ARTICLE:
▶
The exit status is 0 if the file could be repaired, 2 otherwise. See the
chapter @samp{Repairing files} (@pxref{Repairing files}) for a complete
description of the repair mode.

@item -s
@itemx --split
Search for members in @samp{@var{file}} and write each member in its own
@samp{.lz} file. You can then use @samp{lziprecover -t} to test the
integrity of the resulting files, decompress those which are undamaged,
and try to repair or partially decompress those which are damaged.

The names of the files produced are in the form @samp{rec01@var{file}},
@samp{rec02@var{file}}, etc, and are designed so that the use of
wildcards in subsequent processing, for example, @w{@samp{lziprecover
-cd rec*@var{file} > recovered_data}}, processes the files in the
correct order. The number of digits used in the names varies depending
on the number of members in @samp{@var{file}}.

@item -t
@itemx --test
Check integrity of the specified file(s), but don't decompress them.
This really performs a trial decompression and throws away the result.
Use it together with @samp{-v} to see information about the file(s). If
a file fails the test, does not exist, can't be opened, or is a
terminal, lziprecover continues checking the rest of the files.

@item -v
@itemx --verbose
Verbose mode.@*
When decompressing or testing, further -v's (up to 4) increase the
verbosity level, showing status, compression ratio, dictionary size,
trailer contents (CRC, data size, member size), and up to 6 bytes of
trailing data (if any) both in hexadecimal and as a string of printable
ASCII characters.@*
In other modes, increasing verbosity levels show final status, progress
of operations, and extra information (for example, the failed areas).

@end table

Numbers given as arguments to options may be followed by a multiplier
and an optional @samp{B} for "byte".
◀
RECORD LIST:
▶
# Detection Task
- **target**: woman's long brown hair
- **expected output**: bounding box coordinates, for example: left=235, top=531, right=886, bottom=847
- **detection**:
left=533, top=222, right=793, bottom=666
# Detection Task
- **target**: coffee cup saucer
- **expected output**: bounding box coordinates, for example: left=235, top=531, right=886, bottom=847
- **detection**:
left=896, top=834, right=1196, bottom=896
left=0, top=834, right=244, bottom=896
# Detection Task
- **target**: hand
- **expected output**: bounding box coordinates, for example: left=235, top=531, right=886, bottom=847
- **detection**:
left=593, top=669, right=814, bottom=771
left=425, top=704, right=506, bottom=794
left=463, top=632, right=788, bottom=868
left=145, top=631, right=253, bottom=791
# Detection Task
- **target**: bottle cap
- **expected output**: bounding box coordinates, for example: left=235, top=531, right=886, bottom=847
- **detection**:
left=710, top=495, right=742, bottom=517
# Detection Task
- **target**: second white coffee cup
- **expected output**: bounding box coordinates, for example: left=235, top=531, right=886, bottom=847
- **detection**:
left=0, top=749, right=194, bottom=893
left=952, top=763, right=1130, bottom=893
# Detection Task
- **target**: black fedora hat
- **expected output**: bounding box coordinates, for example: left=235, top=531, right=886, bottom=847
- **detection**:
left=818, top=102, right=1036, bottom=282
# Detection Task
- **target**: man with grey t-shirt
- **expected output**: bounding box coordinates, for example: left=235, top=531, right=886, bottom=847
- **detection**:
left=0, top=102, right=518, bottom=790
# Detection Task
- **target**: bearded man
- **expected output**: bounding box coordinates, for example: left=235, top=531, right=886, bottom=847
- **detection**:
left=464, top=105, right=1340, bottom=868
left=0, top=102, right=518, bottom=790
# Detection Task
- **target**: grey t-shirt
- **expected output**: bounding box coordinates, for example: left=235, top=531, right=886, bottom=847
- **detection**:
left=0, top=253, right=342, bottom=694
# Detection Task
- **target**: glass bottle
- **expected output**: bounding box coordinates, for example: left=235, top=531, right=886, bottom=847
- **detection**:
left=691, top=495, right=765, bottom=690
◀
GOALS:
1. In the lziprecover manual excerpt, why are the files produced by the split option named rec01, rec02, and so on, followed by the file name? Answer in one to three sentences.
2. Carry on the lziprecover manual excerpt from its last sentence.
The records above come from a different source than the lziprecover manual excerpt.

ANSWERS TO THE PROBLEMS:
1. The names are designed so that a wildcard used in later processing, such as `lziprecover -cd rec*file > recovered_data`, handles the files in the correct order.

2.
Table of SI and binary prefixes (unit multipliers):

@multitable {Prefix} {kilobyte  (10^3 = 1000)} {|} {Prefix} {kibibyte (2^10 = 1024)}
@item Prefix @tab Value               @tab | @tab Prefix @tab Value
@item k @tab kilobyte  (10^3 = 1000)  @tab | @tab Ki @tab kibibyte (2^10 = 1024)
@item M @tab megabyte  (10^6)         @tab | @tab Mi @tab mebibyte (2^20)
@item G @tab gigabyte  (10^9)         @tab | @tab Gi @tab gibibyte (2^30)
@item T @tab terabyte  (10^12)        @tab | @tab Ti @tab tebibyte (2^40)
@item P @tab petabyte  (10^15)        @tab | @tab Pi @tab pebibyte (2^50)
@item E @tab exabyte   (10^18)        @tab | @tab Ei @tab exbibyte (2^60)
@item Z @tab zettabyte (10^21)        @tab | @tab Zi @tab zebibyte (2^70)
@item Y @tab yottabyte (10^24)        @tab | @tab Yi @tab yobibyte (2^80)
@end multitable

@sp 1
Exit status: 0 for a normal exit, 1 for environmental problems (file not
found, invalid flags, I/O errors, etc), 2 to indicate a corrupt or
invalid input file, 3 for an internal consistency error (eg, bug) which
caused lziprecover to panic.


@node Data safety
@chapter Protecting data from accidental loss
@cindex data safety

There are 3 main types of data corruption that may cause data loss:
single-byte errors, multibyte errors (generally affecting a whole sector
in a block device), and total device failure.

Lziprecover protects natively against single-byte errors
(@pxref{Repairing files}), as long as file integrity is checked
frequently enough that a second single-byte error does not develop in
the same member before the first one is repaired.

Lziprecover also protects against multibyte errors (@pxref{Merging
files}), if at least one backup copy of the file is made.

The only remedy for total device failure is storing backup copies in
separate media.

How does lzip compare with gzip and bzip2 with respect to data safety?
Let's suppose that you made a backup of your valuable scientific data,
compressed it, and stored two copies on separate media. Years later you
notice that both copies are corrupt.

If you compressed with gzip and both copies suffer any damage in the
data stream, even if it is just one altered bit, the original data can't
be recovered.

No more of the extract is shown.